Count the lines of the data below that contain the string "front". Reply with the number only.

▸ Data excerpts:
┄┄┄┄┄┄
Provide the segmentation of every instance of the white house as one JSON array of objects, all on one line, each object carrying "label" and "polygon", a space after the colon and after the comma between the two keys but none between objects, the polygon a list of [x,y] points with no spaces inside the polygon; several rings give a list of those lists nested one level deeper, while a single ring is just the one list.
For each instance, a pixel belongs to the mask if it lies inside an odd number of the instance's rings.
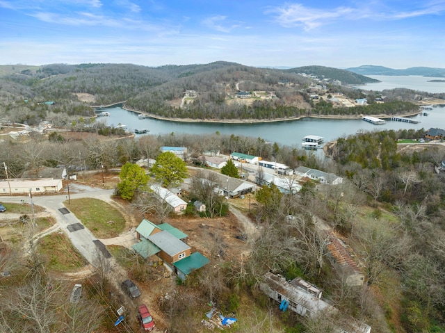
[{"label": "white house", "polygon": [[0,194],[56,193],[62,189],[62,179],[44,178],[31,179],[9,179],[0,181]]},{"label": "white house", "polygon": [[295,170],[296,174],[302,177],[310,178],[316,180],[322,184],[329,185],[338,185],[343,183],[343,178],[338,177],[333,173],[324,172],[316,169],[309,169],[309,168],[299,166]]},{"label": "white house", "polygon": [[187,202],[167,188],[164,188],[159,185],[152,185],[150,188],[162,200],[170,204],[175,213],[181,213],[187,207]]},{"label": "white house", "polygon": [[177,157],[184,160],[184,156],[187,154],[187,148],[186,147],[168,147],[163,146],[161,147],[161,152],[165,153],[170,152],[175,154]]},{"label": "white house", "polygon": [[218,156],[206,156],[205,161],[207,166],[216,168],[216,169],[220,169],[227,163],[225,159]]}]

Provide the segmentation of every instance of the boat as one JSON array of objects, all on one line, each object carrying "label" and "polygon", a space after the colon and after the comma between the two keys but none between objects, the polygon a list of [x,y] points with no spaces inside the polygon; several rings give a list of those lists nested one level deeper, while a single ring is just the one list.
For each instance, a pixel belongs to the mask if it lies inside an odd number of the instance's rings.
[{"label": "boat", "polygon": [[136,133],[136,134],[145,134],[148,132],[149,132],[149,130],[147,129],[134,130],[134,133]]},{"label": "boat", "polygon": [[82,285],[79,284],[74,284],[74,286],[71,291],[70,295],[70,302],[72,303],[76,303],[81,298],[81,294],[82,293]]},{"label": "boat", "polygon": [[306,149],[316,149],[320,148],[320,146],[317,143],[304,142],[301,143],[301,147]]}]

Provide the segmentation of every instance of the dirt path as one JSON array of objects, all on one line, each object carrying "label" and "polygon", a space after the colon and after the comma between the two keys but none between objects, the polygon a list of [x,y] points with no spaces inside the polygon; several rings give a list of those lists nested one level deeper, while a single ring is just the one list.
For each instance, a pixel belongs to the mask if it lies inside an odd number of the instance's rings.
[{"label": "dirt path", "polygon": [[259,237],[259,230],[249,218],[243,215],[233,206],[230,206],[230,212],[235,216],[238,221],[243,225],[244,232],[248,236],[248,241],[255,241]]}]

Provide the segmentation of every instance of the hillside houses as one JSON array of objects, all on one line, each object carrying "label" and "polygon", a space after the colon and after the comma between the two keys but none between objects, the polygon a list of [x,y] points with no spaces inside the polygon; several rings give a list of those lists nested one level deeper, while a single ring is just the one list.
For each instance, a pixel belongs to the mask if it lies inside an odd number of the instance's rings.
[{"label": "hillside houses", "polygon": [[[289,309],[307,318],[328,316],[333,320],[332,333],[370,333],[371,327],[344,315],[322,298],[322,292],[314,285],[296,278],[286,281],[281,275],[268,272],[263,276],[259,289],[280,303],[280,309]],[[284,306],[283,306],[283,304]]]},{"label": "hillside houses", "polygon": [[181,213],[187,208],[187,202],[167,188],[164,188],[159,185],[152,185],[150,189],[161,200],[167,202],[167,204],[173,209],[175,213]]},{"label": "hillside houses", "polygon": [[295,170],[296,174],[307,177],[312,180],[316,180],[321,184],[329,185],[337,185],[343,183],[343,178],[333,173],[324,172],[316,169],[310,169],[309,168],[299,166]]},{"label": "hillside houses", "polygon": [[210,261],[200,252],[192,252],[187,245],[187,235],[168,223],[155,225],[143,219],[136,228],[139,242],[132,248],[147,259],[156,255],[181,280]]}]

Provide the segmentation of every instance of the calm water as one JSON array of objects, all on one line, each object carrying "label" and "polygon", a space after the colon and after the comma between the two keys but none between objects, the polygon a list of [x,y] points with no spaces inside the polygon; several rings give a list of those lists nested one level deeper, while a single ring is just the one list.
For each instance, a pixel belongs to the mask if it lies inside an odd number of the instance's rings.
[{"label": "calm water", "polygon": [[[149,134],[176,133],[202,134],[219,131],[221,134],[261,137],[269,142],[300,147],[302,137],[314,135],[323,136],[325,141],[332,141],[339,137],[354,134],[359,129],[367,131],[403,129],[430,127],[445,128],[445,106],[432,106],[428,116],[418,115],[412,119],[419,124],[408,124],[387,120],[384,125],[373,125],[362,120],[337,120],[305,118],[289,122],[264,124],[209,124],[205,122],[179,122],[158,120],[152,118],[138,119],[138,115],[120,107],[107,108],[108,117],[100,117],[108,125],[125,124],[129,131],[147,129]],[[138,134],[144,135],[144,134]]]},{"label": "calm water", "polygon": [[[372,83],[375,87],[380,85],[379,90],[405,87],[421,91],[435,92],[435,89],[442,88],[445,92],[445,83],[427,83],[433,78],[422,76],[372,76],[382,81],[380,83]],[[370,87],[369,84],[368,87]],[[363,87],[360,87],[363,88]],[[375,88],[374,89],[378,89]],[[323,136],[325,141],[332,141],[337,138],[355,134],[357,130],[366,131],[384,129],[425,129],[430,127],[445,128],[445,105],[432,106],[432,110],[428,111],[428,116],[418,115],[413,117],[419,120],[419,124],[408,124],[387,120],[386,124],[373,125],[362,120],[329,120],[305,118],[281,122],[263,124],[213,124],[205,122],[180,122],[158,120],[152,118],[138,119],[135,113],[127,111],[120,107],[107,108],[108,117],[101,117],[99,121],[104,121],[108,125],[117,126],[118,124],[127,125],[127,130],[134,132],[135,129],[147,129],[149,134],[176,133],[202,134],[219,131],[222,134],[261,137],[271,143],[281,145],[301,147],[301,139],[308,135]],[[144,135],[144,134],[138,134]]]},{"label": "calm water", "polygon": [[445,82],[428,82],[430,80],[445,80],[445,78],[425,77],[416,75],[405,76],[367,75],[367,76],[380,80],[382,82],[366,83],[365,86],[356,86],[355,88],[378,91],[382,91],[385,89],[394,89],[396,88],[406,88],[407,89],[432,93],[445,92]]}]

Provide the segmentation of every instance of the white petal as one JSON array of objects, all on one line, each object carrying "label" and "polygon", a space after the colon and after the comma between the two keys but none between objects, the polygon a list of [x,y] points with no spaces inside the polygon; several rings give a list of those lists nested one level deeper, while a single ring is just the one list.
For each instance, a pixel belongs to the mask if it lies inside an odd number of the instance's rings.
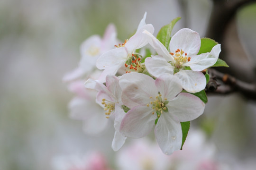
[{"label": "white petal", "polygon": [[184,65],[190,66],[193,71],[202,71],[215,64],[221,51],[220,44],[217,44],[212,48],[210,52],[191,56],[190,61]]},{"label": "white petal", "polygon": [[183,28],[176,33],[170,42],[170,51],[175,53],[182,50],[188,56],[196,55],[199,51],[201,40],[198,33],[188,28]]},{"label": "white petal", "polygon": [[91,78],[88,79],[84,83],[84,87],[90,89],[94,89],[98,92],[107,90],[107,87],[102,83],[99,83],[97,80],[94,80]]},{"label": "white petal", "polygon": [[206,85],[206,79],[201,72],[180,69],[174,76],[180,79],[183,88],[190,93],[199,92]]},{"label": "white petal", "polygon": [[110,24],[106,29],[101,43],[102,52],[114,48],[114,45],[118,44],[117,31],[115,26]]},{"label": "white petal", "polygon": [[152,130],[156,119],[153,110],[147,106],[137,106],[125,115],[120,127],[120,132],[126,136],[140,138],[147,135]]},{"label": "white petal", "polygon": [[[107,101],[110,101],[114,103],[118,102],[117,99],[114,96],[113,94],[108,90],[100,91],[97,94],[96,102],[98,103],[101,103],[101,102],[102,102],[103,99],[105,99]],[[102,104],[102,107],[104,107],[103,104]]]},{"label": "white petal", "polygon": [[113,67],[119,68],[126,61],[128,55],[125,47],[111,50],[100,56],[96,62],[96,67],[100,69]]},{"label": "white petal", "polygon": [[167,98],[168,101],[173,99],[182,91],[182,86],[179,78],[170,74],[160,76],[155,81],[162,99]]},{"label": "white petal", "polygon": [[[143,79],[143,76],[141,76],[142,79],[140,82],[133,83],[123,90],[123,93],[129,99],[142,105],[146,105],[150,102],[150,97],[155,97],[158,94],[155,80],[152,77],[146,76],[148,77],[148,78]],[[126,103],[125,101],[123,102],[126,106],[129,105],[129,103]]]},{"label": "white petal", "polygon": [[117,73],[118,69],[119,69],[119,66],[118,65],[113,66],[112,67],[104,69],[103,71],[102,72],[101,75],[99,76],[97,80],[99,81],[99,83],[103,83],[105,82],[107,76],[108,75],[115,75]]},{"label": "white petal", "polygon": [[78,67],[72,71],[66,74],[63,77],[63,80],[64,82],[73,80],[83,76],[89,70],[84,70],[81,67]]},{"label": "white petal", "polygon": [[[149,97],[158,95],[158,91],[155,85],[155,80],[144,74],[135,72],[125,74],[121,76],[119,82],[123,90],[122,101],[125,105],[130,109],[139,103],[146,104],[145,99],[148,101]],[[145,85],[145,84],[148,85]],[[136,86],[137,89],[132,89],[130,87],[130,90],[127,89],[126,92],[124,92],[124,89],[130,85],[133,85],[134,87]],[[134,96],[131,94],[130,90],[133,91]],[[141,100],[137,99],[137,97]]]},{"label": "white petal", "polygon": [[146,12],[145,12],[145,13],[144,14],[144,16],[143,16],[143,18],[141,19],[140,21],[140,22],[139,23],[139,24],[138,26],[138,28],[137,28],[137,31],[136,31],[136,32],[137,32],[138,30],[139,30],[141,28],[145,26],[146,24]]},{"label": "white petal", "polygon": [[94,135],[102,132],[105,129],[109,122],[109,119],[106,118],[102,110],[103,109],[101,109],[102,112],[91,113],[92,114],[97,115],[90,118],[90,119],[84,120],[82,129],[84,132],[88,134]]},{"label": "white petal", "polygon": [[106,85],[109,91],[117,99],[121,99],[122,90],[119,85],[119,80],[118,77],[114,76],[107,76]]},{"label": "white petal", "polygon": [[107,126],[108,121],[104,111],[94,100],[74,98],[69,108],[71,118],[83,121],[83,129],[87,134],[99,133]]},{"label": "white petal", "polygon": [[148,72],[156,77],[165,73],[174,74],[174,67],[160,56],[146,58],[145,66]]},{"label": "white petal", "polygon": [[80,46],[82,58],[79,66],[84,69],[95,67],[96,61],[101,53],[101,39],[98,35],[92,35],[85,40]]},{"label": "white petal", "polygon": [[127,137],[120,132],[116,131],[114,138],[112,141],[112,149],[114,151],[117,151],[120,149],[125,143]]},{"label": "white petal", "polygon": [[[89,106],[95,106],[96,103],[93,100],[86,100],[81,98],[74,98],[68,104],[68,108],[70,110],[70,117],[73,119],[83,119],[90,117],[90,111],[96,108],[89,107]],[[102,110],[102,108],[99,105],[97,106],[99,110]],[[89,109],[88,110],[87,109]],[[88,111],[87,111],[88,110]]]},{"label": "white petal", "polygon": [[114,127],[116,130],[119,132],[120,129],[120,125],[121,122],[125,116],[126,113],[121,108],[121,104],[115,103],[115,122],[114,124]]},{"label": "white petal", "polygon": [[132,53],[134,51],[146,45],[148,43],[149,37],[145,34],[142,33],[144,30],[147,30],[150,33],[153,33],[154,28],[151,24],[147,24],[138,30],[133,35],[125,44],[128,53]]},{"label": "white petal", "polygon": [[155,50],[158,55],[163,56],[167,61],[171,61],[174,62],[174,57],[170,54],[165,47],[156,38],[146,30],[144,30],[143,33],[150,37],[149,43]]},{"label": "white petal", "polygon": [[187,93],[180,94],[167,105],[169,111],[180,122],[197,118],[203,112],[205,106],[199,98]]},{"label": "white petal", "polygon": [[155,136],[163,152],[167,155],[181,148],[182,131],[180,122],[174,120],[171,113],[164,112],[155,128]]}]

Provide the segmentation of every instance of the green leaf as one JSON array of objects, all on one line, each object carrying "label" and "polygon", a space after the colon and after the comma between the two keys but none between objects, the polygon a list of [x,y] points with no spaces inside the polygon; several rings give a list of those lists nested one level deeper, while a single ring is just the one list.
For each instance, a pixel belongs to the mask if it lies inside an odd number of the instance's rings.
[{"label": "green leaf", "polygon": [[[185,90],[183,90],[182,92],[183,93],[188,93]],[[200,99],[205,103],[206,103],[208,102],[208,99],[207,99],[207,96],[205,93],[204,90],[200,91],[199,92],[195,93],[194,94],[192,93],[188,93],[189,94],[193,94],[196,96],[199,97]]]},{"label": "green leaf", "polygon": [[208,70],[206,70],[206,73],[205,73],[205,75],[204,76],[205,76],[205,78],[206,78],[206,84],[207,84],[209,82],[210,79],[210,76],[208,74]]},{"label": "green leaf", "polygon": [[156,38],[164,44],[167,49],[168,48],[171,40],[171,33],[173,28],[177,21],[181,18],[181,17],[177,17],[171,21],[170,24],[162,27],[156,35]]},{"label": "green leaf", "polygon": [[213,66],[211,66],[212,67],[229,67],[228,64],[223,61],[223,60],[218,59],[217,61],[216,61],[216,63],[213,65]]},{"label": "green leaf", "polygon": [[209,38],[201,38],[201,46],[198,55],[210,52],[212,47],[218,44],[218,42]]},{"label": "green leaf", "polygon": [[181,150],[182,150],[182,147],[184,144],[184,143],[186,140],[187,136],[188,136],[188,131],[190,128],[190,121],[181,122],[182,130],[182,144],[181,147]]}]

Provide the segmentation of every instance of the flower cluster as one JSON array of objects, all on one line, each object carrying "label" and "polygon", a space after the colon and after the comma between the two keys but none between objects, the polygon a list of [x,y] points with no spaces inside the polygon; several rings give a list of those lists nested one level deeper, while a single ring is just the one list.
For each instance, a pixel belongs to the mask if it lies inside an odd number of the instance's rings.
[{"label": "flower cluster", "polygon": [[[70,104],[72,117],[84,121],[86,132],[99,132],[110,119],[116,130],[112,147],[117,151],[127,137],[142,137],[154,128],[162,151],[170,155],[184,142],[181,122],[203,112],[205,103],[193,94],[204,89],[207,80],[202,71],[216,63],[220,45],[199,54],[199,34],[183,28],[169,37],[167,49],[153,35],[154,28],[146,24],[146,15],[124,43],[116,39],[113,25],[102,39],[89,38],[81,47],[78,68],[64,79],[70,85],[81,82],[82,76],[87,79],[84,89],[81,83],[73,85],[77,96]],[[145,49],[148,44],[155,52]]]}]

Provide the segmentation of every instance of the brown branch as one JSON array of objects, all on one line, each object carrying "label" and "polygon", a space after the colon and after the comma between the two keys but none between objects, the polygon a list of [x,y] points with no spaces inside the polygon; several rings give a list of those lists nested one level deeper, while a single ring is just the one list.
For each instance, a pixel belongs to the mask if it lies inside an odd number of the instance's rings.
[{"label": "brown branch", "polygon": [[240,93],[247,99],[256,100],[256,82],[250,84],[213,68],[208,69],[210,78],[205,91],[209,94]]},{"label": "brown branch", "polygon": [[213,7],[206,36],[222,42],[223,35],[231,19],[242,6],[256,0],[213,0]]}]

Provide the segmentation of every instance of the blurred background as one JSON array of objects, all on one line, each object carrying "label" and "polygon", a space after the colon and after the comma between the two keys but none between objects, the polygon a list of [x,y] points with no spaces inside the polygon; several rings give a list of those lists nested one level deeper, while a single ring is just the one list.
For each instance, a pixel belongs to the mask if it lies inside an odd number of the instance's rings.
[{"label": "blurred background", "polygon": [[[128,38],[145,11],[155,35],[182,17],[173,33],[188,27],[202,37],[212,7],[210,0],[1,0],[0,170],[51,170],[55,156],[93,150],[115,164],[113,128],[88,136],[82,121],[69,118],[67,104],[74,95],[62,79],[77,67],[80,44],[92,34],[102,36],[110,23],[119,40]],[[233,76],[238,73],[249,81],[256,79],[256,16],[255,3],[241,6],[222,42],[224,60],[236,70]],[[217,160],[229,166],[248,164],[256,160],[256,103],[239,94],[211,95],[191,128],[205,132],[216,146]]]}]

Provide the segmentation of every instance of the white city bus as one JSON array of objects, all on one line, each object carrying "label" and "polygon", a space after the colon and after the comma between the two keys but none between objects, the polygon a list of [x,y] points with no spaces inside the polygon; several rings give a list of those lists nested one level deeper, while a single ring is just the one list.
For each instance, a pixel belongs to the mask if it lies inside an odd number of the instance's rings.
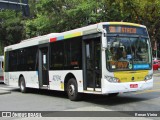
[{"label": "white city bus", "polygon": [[26,88],[117,95],[153,87],[151,44],[143,25],[102,22],[5,47],[5,83]]},{"label": "white city bus", "polygon": [[4,62],[4,56],[0,56],[0,83],[4,82],[3,62]]}]

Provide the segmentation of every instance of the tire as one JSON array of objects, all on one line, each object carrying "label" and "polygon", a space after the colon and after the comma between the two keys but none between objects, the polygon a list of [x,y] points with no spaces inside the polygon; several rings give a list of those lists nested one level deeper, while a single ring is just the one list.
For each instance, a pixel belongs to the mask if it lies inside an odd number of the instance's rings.
[{"label": "tire", "polygon": [[26,89],[26,83],[25,83],[24,77],[20,78],[20,84],[19,84],[19,86],[20,86],[20,91],[22,93],[26,93],[27,89]]},{"label": "tire", "polygon": [[77,82],[74,78],[71,78],[67,83],[67,94],[71,101],[78,101],[81,98],[80,93],[78,93]]}]

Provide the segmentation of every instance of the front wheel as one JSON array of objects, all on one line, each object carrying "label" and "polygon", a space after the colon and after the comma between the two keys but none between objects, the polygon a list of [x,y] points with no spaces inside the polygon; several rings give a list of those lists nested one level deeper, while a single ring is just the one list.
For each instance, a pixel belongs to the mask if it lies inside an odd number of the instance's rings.
[{"label": "front wheel", "polygon": [[80,93],[78,93],[77,82],[74,78],[71,78],[67,83],[67,94],[71,101],[80,100]]},{"label": "front wheel", "polygon": [[22,93],[26,93],[26,83],[25,83],[24,77],[20,78],[20,91]]}]

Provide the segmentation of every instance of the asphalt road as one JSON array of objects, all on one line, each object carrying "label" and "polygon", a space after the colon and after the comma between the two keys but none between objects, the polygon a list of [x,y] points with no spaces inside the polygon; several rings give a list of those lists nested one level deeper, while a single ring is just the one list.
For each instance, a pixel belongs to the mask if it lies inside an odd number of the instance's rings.
[{"label": "asphalt road", "polygon": [[[23,94],[19,91],[19,89],[10,88],[9,86],[0,84],[1,90],[9,91],[7,94],[0,95],[0,111],[50,111],[49,113],[45,114],[51,116],[55,114],[54,111],[153,111],[153,113],[154,111],[159,112],[159,78],[160,74],[155,73],[154,87],[151,90],[134,93],[124,93],[113,98],[104,95],[84,94],[83,100],[78,102],[70,101],[64,92],[29,89],[28,93]],[[63,117],[63,114],[64,113],[59,113],[59,116]],[[93,112],[90,114],[93,114],[94,116],[94,114],[97,113]],[[126,115],[127,113],[124,114]],[[145,119],[158,118],[147,117]]]}]

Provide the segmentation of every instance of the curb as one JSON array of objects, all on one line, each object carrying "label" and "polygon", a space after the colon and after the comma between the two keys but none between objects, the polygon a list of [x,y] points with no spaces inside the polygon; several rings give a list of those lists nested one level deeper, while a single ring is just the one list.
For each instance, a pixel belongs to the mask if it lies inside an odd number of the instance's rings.
[{"label": "curb", "polygon": [[4,95],[4,94],[11,94],[11,91],[0,89],[0,95]]}]

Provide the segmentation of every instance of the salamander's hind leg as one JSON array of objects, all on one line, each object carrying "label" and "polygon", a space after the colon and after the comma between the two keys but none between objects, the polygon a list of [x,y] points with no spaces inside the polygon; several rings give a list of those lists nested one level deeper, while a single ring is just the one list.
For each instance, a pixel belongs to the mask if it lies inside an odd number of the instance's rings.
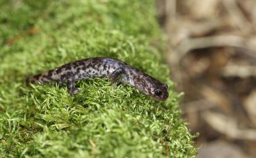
┄┄┄┄┄┄
▸ Task result:
2